* **Source excerpt**

No bride has ever had a wedding dress like Stephanie Watson’s.
The 29-year-old woman from Melbourne, Australia, created her unique dress from hand-me-down fabrics and 10,000 bread tags.
"I always liked the idea of a design challenge and thought a wedding dress would be the ultimate test,” she wrote in an email to Yahoo. “Besides, when Will (my husband) and I started seeing each other, we started collecting bread tags. We decided that when we had enough tags to make a wedding dress we would get married. Ten years later I felt it was time to give it a go.”
The dress cost Watson only $38 because she salvaged garments and tags collected from family and friends. However, she spent hours stitching the dress, as documented on her blog, Constructing Nadine.
"One of the tags I found had the name 'Nadine' printed on it,” she wrote on her blog. “I thought it might be nice to give the gown a bit of personality by naming her. That way people would not have to ask me 'How is the dress going?' but rather 'How is Nadine?' I later realized that Nadine is a variety of potato and the tag was probably used to close a bag of spuds!"

* **Job A**
Select each line of the records that contains the string "star".
The records that follow have no connection to the article about the bread-tag wedding dress.

[Point-labeling samples]
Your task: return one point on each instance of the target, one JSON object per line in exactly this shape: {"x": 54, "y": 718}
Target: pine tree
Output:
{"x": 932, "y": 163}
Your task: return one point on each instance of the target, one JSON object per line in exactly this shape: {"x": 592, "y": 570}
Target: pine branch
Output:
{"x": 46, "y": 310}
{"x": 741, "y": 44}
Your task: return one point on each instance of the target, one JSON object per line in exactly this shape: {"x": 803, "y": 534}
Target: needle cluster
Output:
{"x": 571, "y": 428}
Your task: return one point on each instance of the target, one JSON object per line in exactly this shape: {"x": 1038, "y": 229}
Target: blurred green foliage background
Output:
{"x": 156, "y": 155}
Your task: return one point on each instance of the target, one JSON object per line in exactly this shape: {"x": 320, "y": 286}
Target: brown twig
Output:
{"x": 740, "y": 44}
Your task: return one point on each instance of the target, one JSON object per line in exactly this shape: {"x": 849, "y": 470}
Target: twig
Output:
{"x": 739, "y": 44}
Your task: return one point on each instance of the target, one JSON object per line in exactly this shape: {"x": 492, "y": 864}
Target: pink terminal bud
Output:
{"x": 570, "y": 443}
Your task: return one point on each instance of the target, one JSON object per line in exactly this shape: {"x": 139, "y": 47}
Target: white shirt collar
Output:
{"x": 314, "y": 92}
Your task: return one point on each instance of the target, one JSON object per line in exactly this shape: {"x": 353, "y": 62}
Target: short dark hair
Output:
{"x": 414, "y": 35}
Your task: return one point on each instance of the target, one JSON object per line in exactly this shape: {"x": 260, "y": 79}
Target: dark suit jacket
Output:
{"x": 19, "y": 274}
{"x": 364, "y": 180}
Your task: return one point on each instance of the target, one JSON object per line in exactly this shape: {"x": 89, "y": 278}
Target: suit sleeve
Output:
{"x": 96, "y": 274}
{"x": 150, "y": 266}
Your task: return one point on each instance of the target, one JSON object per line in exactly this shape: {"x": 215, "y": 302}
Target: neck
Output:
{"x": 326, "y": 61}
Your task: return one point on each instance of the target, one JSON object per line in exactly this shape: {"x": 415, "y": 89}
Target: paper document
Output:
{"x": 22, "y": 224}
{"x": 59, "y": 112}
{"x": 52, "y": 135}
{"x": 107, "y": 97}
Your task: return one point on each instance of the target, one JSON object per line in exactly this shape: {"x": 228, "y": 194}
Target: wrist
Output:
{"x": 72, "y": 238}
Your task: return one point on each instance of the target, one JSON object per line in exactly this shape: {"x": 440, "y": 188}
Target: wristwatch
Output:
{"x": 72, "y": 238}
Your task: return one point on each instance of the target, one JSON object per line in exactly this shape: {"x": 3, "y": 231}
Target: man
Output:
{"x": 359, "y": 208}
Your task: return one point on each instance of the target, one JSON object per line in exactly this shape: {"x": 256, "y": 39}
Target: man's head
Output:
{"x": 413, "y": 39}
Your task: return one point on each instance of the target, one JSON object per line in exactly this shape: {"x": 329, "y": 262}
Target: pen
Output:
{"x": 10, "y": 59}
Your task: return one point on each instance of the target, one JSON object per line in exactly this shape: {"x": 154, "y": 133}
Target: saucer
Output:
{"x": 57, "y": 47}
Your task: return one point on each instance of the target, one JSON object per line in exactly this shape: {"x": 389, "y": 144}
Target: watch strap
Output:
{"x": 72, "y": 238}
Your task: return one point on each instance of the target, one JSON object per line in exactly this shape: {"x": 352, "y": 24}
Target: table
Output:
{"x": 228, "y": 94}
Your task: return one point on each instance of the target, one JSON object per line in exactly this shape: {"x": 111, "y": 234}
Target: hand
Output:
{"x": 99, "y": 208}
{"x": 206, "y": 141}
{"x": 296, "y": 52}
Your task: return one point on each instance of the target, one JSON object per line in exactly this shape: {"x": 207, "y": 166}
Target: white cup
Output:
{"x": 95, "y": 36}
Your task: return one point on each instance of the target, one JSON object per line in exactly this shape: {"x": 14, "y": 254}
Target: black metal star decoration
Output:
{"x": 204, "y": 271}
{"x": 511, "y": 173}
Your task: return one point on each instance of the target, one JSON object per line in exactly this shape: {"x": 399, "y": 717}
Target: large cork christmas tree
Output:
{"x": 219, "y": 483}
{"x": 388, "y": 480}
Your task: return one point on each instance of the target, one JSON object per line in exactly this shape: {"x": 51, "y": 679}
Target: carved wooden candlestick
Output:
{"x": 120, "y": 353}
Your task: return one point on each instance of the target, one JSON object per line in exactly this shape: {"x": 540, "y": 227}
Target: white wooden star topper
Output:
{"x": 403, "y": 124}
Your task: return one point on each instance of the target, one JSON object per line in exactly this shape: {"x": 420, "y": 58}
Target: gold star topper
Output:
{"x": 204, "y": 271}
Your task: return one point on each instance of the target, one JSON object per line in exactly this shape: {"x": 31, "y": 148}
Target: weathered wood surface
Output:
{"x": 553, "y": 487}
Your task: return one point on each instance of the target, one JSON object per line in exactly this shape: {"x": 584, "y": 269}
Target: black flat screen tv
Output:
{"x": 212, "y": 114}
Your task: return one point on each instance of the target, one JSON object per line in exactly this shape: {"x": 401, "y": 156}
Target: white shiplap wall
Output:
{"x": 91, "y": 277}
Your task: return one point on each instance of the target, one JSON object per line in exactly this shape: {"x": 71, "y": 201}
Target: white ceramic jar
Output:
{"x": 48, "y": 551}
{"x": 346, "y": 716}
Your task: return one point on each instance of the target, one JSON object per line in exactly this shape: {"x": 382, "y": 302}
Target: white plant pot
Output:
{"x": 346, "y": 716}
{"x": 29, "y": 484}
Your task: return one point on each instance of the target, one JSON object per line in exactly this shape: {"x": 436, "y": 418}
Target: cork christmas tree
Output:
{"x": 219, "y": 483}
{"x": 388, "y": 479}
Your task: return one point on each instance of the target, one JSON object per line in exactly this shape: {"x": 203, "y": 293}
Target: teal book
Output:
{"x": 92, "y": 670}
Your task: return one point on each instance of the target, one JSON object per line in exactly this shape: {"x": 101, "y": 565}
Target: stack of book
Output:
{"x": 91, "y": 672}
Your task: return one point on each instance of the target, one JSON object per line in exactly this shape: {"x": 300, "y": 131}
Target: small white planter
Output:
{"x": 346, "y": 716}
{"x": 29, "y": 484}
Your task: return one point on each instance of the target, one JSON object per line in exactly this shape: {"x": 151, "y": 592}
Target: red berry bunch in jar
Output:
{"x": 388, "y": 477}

* **Job B**
Transcribe part of the article about the bread-tag wedding dress, beginning at "The 29-year-old woman" and stopping after "blog, Constructing Nadine.".

* **Written solution A**
Target: black metal star decoration
Target: white wooden star topper
Target: gold star topper

* **Written solution B**
The 29-year-old woman from Melbourne, Australia, created her unique dress from hand-me-down fabrics and 10,000 bread tags.
"I always liked the idea of a design challenge and thought a wedding dress would be the ultimate test,” she wrote in an email to Yahoo. “Besides, when Will (my husband) and I started seeing each other, we started collecting bread tags. We decided that when we had enough tags to make a wedding dress we would get married. Ten years later I felt it was time to give it a go.”
The dress cost Watson only $38 because she salvaged garments and tags collected from family and friends. However, she spent hours stitching the dress, as documented on her blog, Constructing Nadine.